Task requirements:
In the listing, swap "storefront" for "shop front" throughout everything from the line containing "need box >> car door handle" down to the line containing "[32,221,242,488]", and reproduce only that stretch with nothing else altered.

Exercise inputs start

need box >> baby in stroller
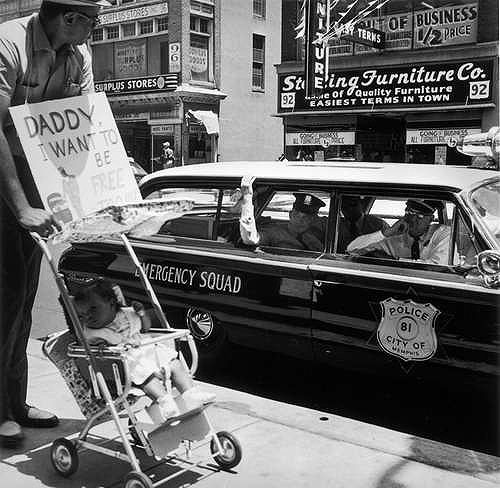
[73,279,215,423]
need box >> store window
[139,19,154,34]
[122,22,135,37]
[252,34,265,91]
[156,17,168,32]
[106,25,120,39]
[189,15,213,81]
[253,0,266,19]
[188,121,212,164]
[189,34,209,81]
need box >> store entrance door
[357,115,406,163]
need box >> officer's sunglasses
[74,10,101,29]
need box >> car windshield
[471,180,500,246]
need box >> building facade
[219,0,283,161]
[0,0,283,171]
[277,0,499,164]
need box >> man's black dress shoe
[0,420,24,449]
[14,405,59,428]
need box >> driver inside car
[347,199,450,265]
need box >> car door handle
[314,280,340,288]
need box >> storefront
[96,73,225,172]
[278,59,497,164]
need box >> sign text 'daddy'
[278,60,496,112]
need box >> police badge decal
[377,298,440,361]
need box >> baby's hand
[127,334,141,347]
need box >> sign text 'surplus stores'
[94,73,178,95]
[278,59,496,113]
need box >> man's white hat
[42,0,111,7]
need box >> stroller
[32,221,242,488]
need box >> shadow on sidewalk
[376,437,500,488]
[0,419,223,488]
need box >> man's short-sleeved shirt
[0,14,94,155]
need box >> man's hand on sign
[18,207,62,237]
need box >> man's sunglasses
[74,10,101,28]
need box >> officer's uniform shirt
[337,215,389,253]
[347,224,450,265]
[0,14,94,156]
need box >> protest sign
[9,93,142,223]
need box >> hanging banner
[115,40,147,78]
[278,59,498,113]
[354,12,413,54]
[94,73,179,95]
[406,128,481,145]
[305,0,328,97]
[341,24,385,49]
[285,131,356,147]
[413,3,477,49]
[9,93,142,223]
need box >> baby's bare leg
[142,376,168,400]
[170,359,194,393]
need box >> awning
[188,110,219,134]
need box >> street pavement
[0,246,500,488]
[0,340,500,488]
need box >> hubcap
[186,308,214,341]
[219,438,236,461]
[54,446,71,471]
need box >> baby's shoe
[146,395,180,424]
[182,386,215,409]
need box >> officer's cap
[293,193,325,215]
[406,199,434,215]
[42,0,111,7]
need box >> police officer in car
[347,199,450,265]
[240,178,326,251]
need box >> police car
[59,139,500,381]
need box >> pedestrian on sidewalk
[0,0,111,447]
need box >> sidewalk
[0,340,500,488]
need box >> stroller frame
[31,233,241,488]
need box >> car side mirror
[477,250,500,288]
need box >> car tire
[210,430,242,470]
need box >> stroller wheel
[128,419,142,446]
[210,430,241,469]
[50,437,78,478]
[123,471,153,488]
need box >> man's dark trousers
[0,199,42,423]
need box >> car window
[453,212,479,266]
[471,181,500,245]
[256,190,330,252]
[334,194,455,266]
[146,187,241,242]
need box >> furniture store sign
[94,73,178,95]
[406,128,481,145]
[413,3,478,49]
[278,60,497,113]
[285,131,355,148]
[9,93,141,223]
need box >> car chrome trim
[309,263,500,295]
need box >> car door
[310,192,500,379]
[103,182,319,359]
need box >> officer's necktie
[349,220,358,239]
[411,237,420,259]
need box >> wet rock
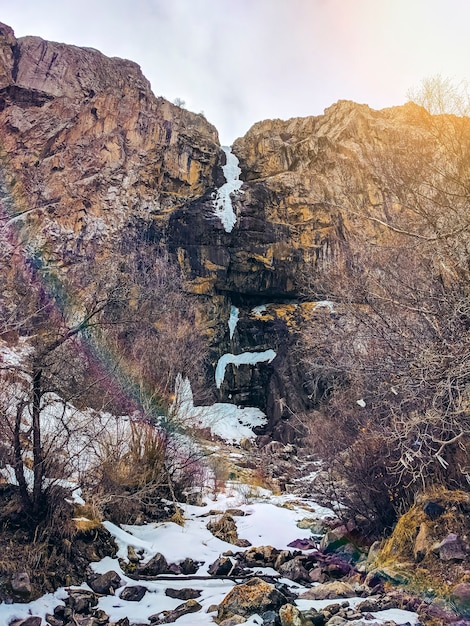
[243,546,280,567]
[423,501,445,520]
[179,557,199,576]
[88,570,123,595]
[9,615,42,626]
[66,589,98,617]
[127,546,141,563]
[217,577,288,624]
[137,552,168,576]
[207,512,251,547]
[148,600,202,624]
[207,556,233,576]
[413,523,434,563]
[219,615,248,626]
[278,558,310,582]
[165,587,202,600]
[119,585,148,602]
[299,580,356,600]
[261,611,281,626]
[451,582,470,618]
[438,533,467,561]
[279,604,325,626]
[11,572,32,597]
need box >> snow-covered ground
[0,483,418,626]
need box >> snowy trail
[214,146,243,233]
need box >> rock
[127,546,141,563]
[287,539,316,550]
[8,616,42,626]
[243,546,280,567]
[179,557,199,576]
[451,582,470,618]
[217,577,288,623]
[278,557,310,582]
[423,501,445,520]
[261,611,281,626]
[299,581,356,600]
[165,587,202,600]
[207,512,251,547]
[219,615,248,626]
[119,585,148,602]
[11,572,32,596]
[279,604,324,626]
[66,589,98,616]
[413,523,434,563]
[137,552,169,576]
[207,556,233,576]
[88,570,123,595]
[148,600,202,624]
[438,533,467,561]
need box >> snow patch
[171,376,266,443]
[228,305,240,339]
[215,350,276,389]
[214,146,243,233]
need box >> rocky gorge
[0,24,470,626]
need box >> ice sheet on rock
[228,305,240,339]
[171,376,266,443]
[214,146,243,233]
[215,350,276,389]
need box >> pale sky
[0,0,470,145]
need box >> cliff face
[0,21,220,261]
[0,25,462,440]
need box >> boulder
[278,557,310,583]
[88,570,123,595]
[300,580,356,600]
[119,585,148,602]
[217,577,288,624]
[438,533,467,561]
[66,589,98,618]
[9,615,42,626]
[243,546,280,567]
[148,600,202,624]
[137,552,169,576]
[11,572,32,597]
[165,587,202,600]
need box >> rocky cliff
[0,25,462,440]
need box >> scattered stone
[278,557,310,583]
[11,572,32,596]
[287,539,316,550]
[137,552,168,576]
[451,583,470,617]
[438,533,467,561]
[299,580,356,600]
[243,546,280,567]
[165,587,202,600]
[219,615,248,626]
[119,585,148,602]
[261,611,281,626]
[413,523,433,563]
[217,577,288,624]
[207,556,233,576]
[148,600,202,624]
[88,570,123,596]
[180,557,199,576]
[127,546,141,563]
[9,616,42,626]
[207,512,251,548]
[423,501,445,520]
[66,589,98,617]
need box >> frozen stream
[214,146,243,233]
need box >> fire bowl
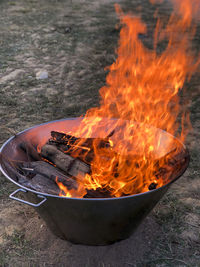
[0,118,189,245]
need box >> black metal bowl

Exercise inputs end

Answer in full:
need box >> car door handle
[314,280,340,288]
need box >> shop front
[96,73,225,172]
[278,59,497,164]
need box >> sign text 'daddy'
[278,60,496,112]
need box >> police badge decal
[377,298,440,361]
need box >> baby's hand
[127,334,141,347]
need box >> sign text 'surplus stores'
[94,73,178,95]
[278,59,496,113]
need box >> man's white hat
[42,0,111,7]
need box >> stroller
[32,221,242,488]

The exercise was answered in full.